[Written task 1]
In the post below, shorten the explanation item that begins "{@each argv as value} - loops through" while keeping its main facts.

This was written on a language I've made.

Due to limitations in the compiler, I can't reduce it any more.

{@eachargv}{@if_ is matches"@\d+@"}{@incby-1_}{@echol_}{@else}{@inc_}{@echol_.0}

And now, ungolfed:

{@each argv as value}
    {@if value is matches "@\d+@"}
        {@inc by -1 value}
    {@else}
        {@inc by 1 value}
    {@/}
    {@echo value, "\n"}
{@/}

And the explanation:

  • {@each argv as value} - loops through all values in argv. (argv contains all the arguments passed).
    If the as <var> isn't present, the default _ variable is assumed.
  • {@if value is matches "@\d+@"} - checks that value matches with the regular expression "@\d+@".
  • {@inc by -1 value} - increments the value by -1 (basically, a decrement).
  • {@echo value, "\n"} and {@echol_} - echol outputs the values passed and appends a line at the end.
  • {@else} - self-explanatory
  • {@inc by 1 value} - increments the value by 1. If the by <value> is missing, it is assumed to be 1.
  • {@echo value.0, "\n"} and {@echol_.0} - echol outputs the values passed and appends a line at the end.

[Written task 2]
Reproduce the lines of the entries between the line holding "Localize vertical wood" and the line holding "0, 40, 20, 367", inclusive.

[Records for the task]

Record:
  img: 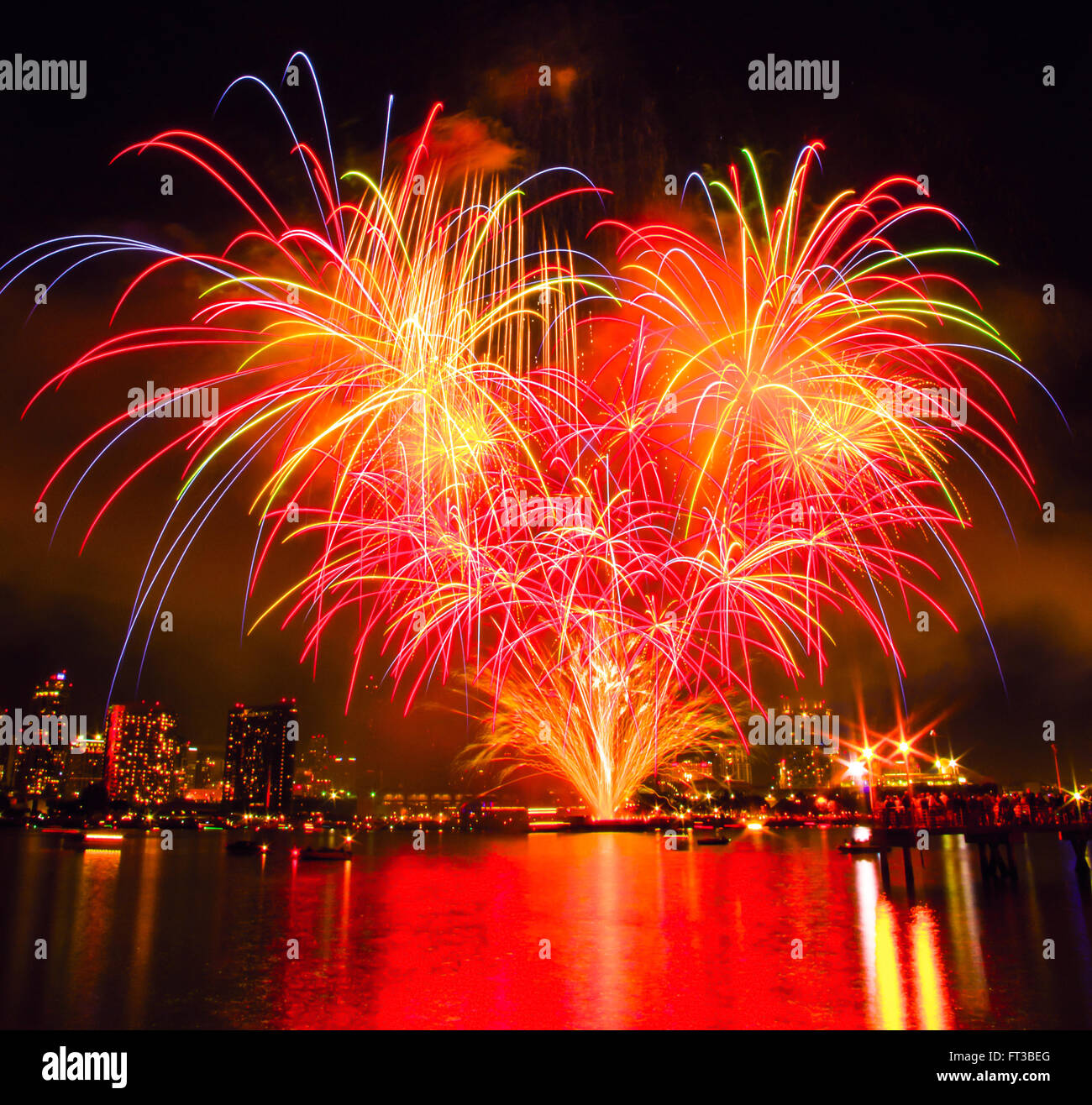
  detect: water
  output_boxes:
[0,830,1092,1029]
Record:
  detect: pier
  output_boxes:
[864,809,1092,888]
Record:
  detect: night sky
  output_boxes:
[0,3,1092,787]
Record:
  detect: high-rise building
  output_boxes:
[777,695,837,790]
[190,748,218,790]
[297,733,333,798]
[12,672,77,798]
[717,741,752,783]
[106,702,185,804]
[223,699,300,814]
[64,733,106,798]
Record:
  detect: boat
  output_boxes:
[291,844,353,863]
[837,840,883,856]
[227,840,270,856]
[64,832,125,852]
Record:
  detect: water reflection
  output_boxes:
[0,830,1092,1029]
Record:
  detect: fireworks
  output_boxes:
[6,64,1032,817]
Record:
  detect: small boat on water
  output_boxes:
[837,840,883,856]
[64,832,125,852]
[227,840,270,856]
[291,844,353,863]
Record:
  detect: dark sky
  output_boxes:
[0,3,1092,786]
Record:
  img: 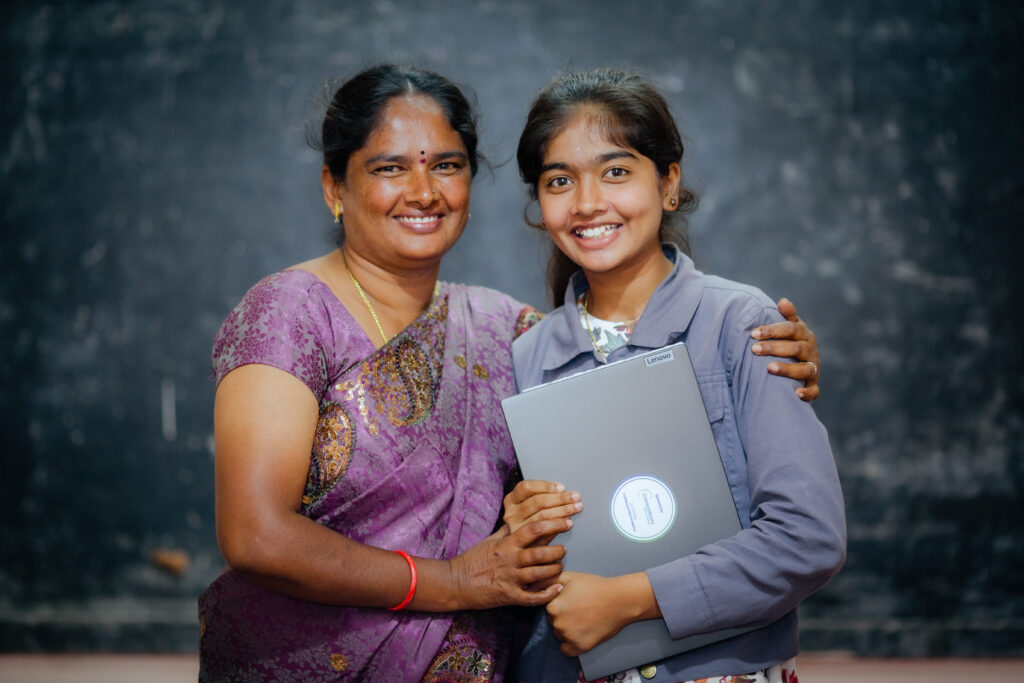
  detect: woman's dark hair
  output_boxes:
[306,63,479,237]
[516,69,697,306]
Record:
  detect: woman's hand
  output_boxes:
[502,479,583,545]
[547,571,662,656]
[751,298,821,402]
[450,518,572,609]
...
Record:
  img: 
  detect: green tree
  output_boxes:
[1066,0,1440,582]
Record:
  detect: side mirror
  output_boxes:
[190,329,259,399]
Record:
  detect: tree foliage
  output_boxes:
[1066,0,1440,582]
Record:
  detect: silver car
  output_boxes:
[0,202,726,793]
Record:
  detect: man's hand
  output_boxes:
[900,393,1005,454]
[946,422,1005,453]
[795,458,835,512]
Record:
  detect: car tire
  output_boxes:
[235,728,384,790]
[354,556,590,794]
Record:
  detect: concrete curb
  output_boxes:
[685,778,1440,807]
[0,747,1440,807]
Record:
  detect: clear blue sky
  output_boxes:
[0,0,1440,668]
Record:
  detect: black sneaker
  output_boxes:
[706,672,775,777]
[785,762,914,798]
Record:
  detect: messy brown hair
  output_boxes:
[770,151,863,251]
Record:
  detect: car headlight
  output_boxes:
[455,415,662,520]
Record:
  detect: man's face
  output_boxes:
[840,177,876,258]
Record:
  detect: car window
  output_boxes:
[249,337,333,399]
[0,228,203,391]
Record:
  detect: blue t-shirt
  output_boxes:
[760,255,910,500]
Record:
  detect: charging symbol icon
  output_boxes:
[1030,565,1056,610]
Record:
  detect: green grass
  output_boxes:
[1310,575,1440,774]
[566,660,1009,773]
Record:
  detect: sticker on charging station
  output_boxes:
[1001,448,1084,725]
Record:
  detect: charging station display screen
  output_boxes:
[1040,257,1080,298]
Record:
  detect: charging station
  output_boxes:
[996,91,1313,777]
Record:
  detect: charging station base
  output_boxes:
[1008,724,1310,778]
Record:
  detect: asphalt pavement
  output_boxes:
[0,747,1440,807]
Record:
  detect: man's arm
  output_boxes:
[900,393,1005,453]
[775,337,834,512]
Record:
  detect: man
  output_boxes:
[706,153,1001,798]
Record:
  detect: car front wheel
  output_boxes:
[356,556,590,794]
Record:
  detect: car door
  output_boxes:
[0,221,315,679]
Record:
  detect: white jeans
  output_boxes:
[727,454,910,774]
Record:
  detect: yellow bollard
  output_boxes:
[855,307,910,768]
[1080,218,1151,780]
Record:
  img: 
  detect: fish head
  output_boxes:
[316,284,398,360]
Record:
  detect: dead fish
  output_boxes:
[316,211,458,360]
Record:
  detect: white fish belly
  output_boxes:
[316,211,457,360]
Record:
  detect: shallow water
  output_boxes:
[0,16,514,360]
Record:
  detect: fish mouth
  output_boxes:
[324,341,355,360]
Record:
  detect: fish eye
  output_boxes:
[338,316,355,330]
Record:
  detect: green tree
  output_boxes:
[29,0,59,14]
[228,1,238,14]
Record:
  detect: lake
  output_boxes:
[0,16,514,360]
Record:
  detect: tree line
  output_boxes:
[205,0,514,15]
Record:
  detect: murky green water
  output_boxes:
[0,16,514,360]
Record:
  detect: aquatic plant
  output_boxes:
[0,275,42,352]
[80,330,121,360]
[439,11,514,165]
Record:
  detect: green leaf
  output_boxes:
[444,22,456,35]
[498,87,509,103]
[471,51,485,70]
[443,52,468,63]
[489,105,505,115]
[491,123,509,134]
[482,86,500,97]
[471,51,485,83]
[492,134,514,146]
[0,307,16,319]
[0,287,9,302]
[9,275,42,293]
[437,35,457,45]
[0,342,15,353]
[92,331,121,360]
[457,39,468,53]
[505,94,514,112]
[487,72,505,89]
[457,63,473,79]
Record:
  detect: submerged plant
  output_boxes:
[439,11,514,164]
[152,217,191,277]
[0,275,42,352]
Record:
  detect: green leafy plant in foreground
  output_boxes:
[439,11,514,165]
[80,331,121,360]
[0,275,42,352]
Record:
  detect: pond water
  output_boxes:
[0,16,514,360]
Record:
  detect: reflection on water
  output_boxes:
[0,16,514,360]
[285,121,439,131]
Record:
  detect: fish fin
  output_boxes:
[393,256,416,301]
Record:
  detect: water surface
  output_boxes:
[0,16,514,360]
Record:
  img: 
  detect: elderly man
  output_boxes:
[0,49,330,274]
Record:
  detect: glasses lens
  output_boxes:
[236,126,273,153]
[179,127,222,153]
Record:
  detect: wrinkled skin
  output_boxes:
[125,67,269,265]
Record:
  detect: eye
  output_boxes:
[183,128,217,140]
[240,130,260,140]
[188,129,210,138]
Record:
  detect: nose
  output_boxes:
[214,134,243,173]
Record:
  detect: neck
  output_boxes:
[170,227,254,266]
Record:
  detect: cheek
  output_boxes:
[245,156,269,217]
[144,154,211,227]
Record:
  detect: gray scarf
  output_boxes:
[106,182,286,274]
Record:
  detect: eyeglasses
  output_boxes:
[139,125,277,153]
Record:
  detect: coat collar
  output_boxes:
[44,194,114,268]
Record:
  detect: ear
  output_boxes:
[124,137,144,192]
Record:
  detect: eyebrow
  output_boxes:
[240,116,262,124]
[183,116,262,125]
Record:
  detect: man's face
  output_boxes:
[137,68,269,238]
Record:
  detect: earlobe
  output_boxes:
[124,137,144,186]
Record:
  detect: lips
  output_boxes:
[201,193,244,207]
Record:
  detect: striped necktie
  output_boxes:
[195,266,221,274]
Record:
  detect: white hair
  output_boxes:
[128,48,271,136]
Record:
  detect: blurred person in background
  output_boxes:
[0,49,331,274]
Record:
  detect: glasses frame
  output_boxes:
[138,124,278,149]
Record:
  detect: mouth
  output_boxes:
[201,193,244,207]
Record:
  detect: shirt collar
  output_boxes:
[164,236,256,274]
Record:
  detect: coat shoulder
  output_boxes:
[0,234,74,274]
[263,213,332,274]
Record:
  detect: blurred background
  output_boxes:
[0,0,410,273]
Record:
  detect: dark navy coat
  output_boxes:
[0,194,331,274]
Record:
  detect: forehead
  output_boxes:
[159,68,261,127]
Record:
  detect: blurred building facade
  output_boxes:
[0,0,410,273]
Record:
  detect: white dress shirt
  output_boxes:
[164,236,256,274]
==
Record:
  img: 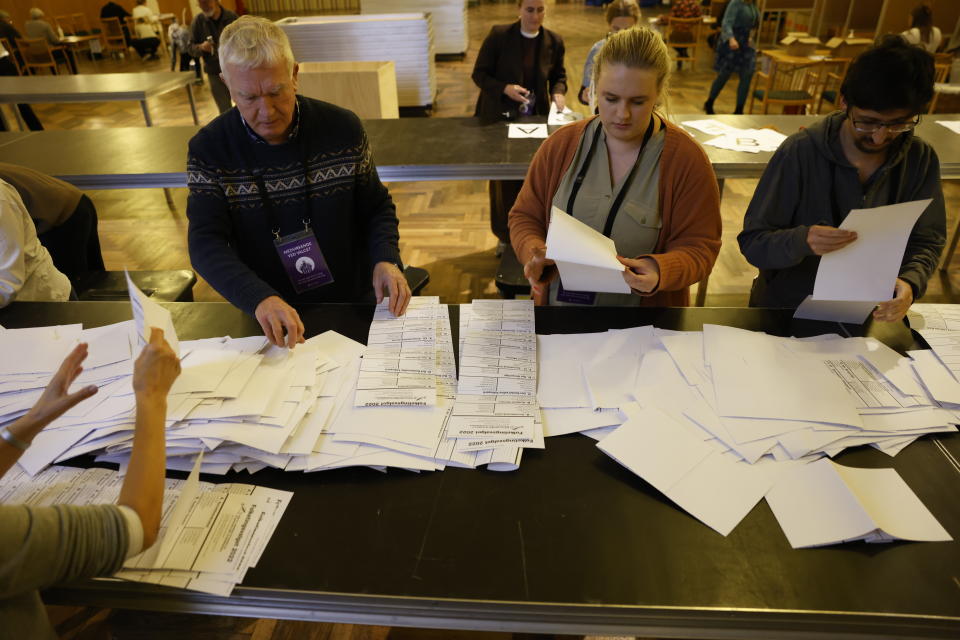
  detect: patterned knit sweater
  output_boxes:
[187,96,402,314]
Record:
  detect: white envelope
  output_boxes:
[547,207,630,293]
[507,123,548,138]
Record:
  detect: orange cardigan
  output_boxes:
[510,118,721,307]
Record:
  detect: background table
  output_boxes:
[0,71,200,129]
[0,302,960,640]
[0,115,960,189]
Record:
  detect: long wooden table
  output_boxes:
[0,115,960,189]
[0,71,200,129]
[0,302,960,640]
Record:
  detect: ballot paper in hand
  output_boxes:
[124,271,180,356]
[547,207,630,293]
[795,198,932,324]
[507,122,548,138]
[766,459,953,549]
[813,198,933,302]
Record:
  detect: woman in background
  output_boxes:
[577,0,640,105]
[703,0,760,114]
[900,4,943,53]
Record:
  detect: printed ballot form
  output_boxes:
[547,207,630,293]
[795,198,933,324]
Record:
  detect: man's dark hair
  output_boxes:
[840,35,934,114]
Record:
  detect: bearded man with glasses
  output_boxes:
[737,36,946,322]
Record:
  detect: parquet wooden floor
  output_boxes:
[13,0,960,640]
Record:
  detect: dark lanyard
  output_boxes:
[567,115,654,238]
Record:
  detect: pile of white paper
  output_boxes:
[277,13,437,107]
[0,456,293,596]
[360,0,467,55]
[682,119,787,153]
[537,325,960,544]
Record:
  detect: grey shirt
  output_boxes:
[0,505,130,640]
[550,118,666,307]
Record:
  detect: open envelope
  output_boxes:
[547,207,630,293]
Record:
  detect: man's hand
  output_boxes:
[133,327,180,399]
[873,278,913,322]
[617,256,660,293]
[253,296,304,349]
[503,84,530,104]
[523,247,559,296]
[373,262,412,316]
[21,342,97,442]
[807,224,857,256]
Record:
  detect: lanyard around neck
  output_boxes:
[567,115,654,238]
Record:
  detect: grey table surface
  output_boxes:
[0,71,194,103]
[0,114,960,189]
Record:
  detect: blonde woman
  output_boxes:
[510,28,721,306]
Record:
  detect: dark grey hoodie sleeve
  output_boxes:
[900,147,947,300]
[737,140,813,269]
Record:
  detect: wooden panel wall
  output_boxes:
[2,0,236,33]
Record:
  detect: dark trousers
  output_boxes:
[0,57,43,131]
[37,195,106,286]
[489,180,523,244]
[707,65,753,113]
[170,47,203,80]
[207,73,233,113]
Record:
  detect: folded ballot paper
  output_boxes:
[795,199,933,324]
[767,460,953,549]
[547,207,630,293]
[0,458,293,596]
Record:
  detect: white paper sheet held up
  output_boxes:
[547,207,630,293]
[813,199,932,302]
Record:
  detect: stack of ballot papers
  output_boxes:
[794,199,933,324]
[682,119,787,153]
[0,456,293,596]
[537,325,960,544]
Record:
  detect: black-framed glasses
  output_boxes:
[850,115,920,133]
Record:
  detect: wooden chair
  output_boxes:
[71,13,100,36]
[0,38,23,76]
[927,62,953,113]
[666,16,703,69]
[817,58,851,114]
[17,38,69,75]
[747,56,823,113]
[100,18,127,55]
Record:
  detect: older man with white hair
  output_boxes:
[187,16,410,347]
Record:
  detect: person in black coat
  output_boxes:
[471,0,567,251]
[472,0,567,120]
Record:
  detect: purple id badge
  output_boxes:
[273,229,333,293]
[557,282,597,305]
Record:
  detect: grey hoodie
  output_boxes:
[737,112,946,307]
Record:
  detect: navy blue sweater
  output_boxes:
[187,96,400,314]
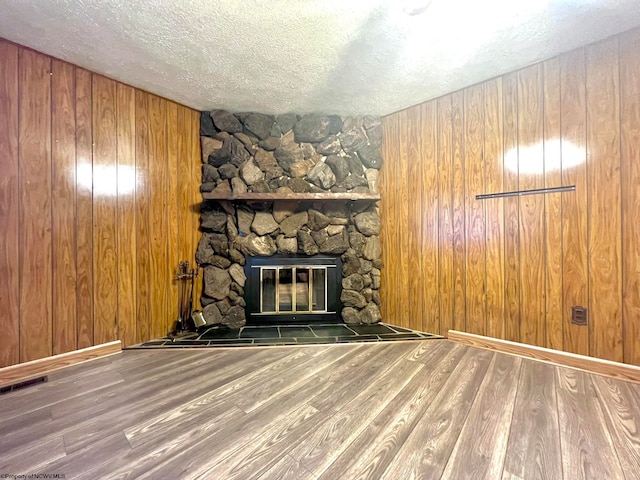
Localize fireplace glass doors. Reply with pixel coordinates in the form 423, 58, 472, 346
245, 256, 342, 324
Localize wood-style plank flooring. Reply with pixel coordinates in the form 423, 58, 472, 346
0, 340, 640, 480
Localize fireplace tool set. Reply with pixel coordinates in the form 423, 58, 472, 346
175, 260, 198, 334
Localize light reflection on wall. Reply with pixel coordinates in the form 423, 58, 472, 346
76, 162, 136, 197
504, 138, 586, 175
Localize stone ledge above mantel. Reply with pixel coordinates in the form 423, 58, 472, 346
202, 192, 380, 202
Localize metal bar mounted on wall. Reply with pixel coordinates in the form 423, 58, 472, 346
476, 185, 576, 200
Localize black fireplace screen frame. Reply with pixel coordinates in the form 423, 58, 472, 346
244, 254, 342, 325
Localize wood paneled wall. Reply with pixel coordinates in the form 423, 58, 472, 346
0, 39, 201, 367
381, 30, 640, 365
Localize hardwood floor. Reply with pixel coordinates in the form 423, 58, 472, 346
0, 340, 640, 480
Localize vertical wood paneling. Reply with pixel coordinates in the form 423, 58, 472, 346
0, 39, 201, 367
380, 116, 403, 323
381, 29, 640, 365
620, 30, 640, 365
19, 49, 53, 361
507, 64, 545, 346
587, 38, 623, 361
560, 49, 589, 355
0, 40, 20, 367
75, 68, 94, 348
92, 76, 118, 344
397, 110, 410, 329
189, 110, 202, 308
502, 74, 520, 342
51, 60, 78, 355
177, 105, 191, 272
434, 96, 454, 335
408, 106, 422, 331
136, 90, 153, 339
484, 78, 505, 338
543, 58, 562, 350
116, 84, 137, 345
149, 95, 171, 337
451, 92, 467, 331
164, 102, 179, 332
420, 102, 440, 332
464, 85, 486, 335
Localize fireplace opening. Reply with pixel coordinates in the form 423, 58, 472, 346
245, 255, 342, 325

[Exercise solution 1]
{@each argv as value} iterates over every value in argv, which holds all passed arguments. If "as <var>" is omitted, the default variable _ is used.

[Exercise solution 2]
Localize vertical wood paneling. Reply with pixel coordinates in the form 423, 58, 472, 346
0, 39, 201, 367
380, 116, 403, 323
381, 29, 640, 365
620, 30, 640, 365
19, 49, 53, 361
507, 64, 545, 346
587, 38, 623, 361
560, 49, 589, 355
0, 40, 20, 367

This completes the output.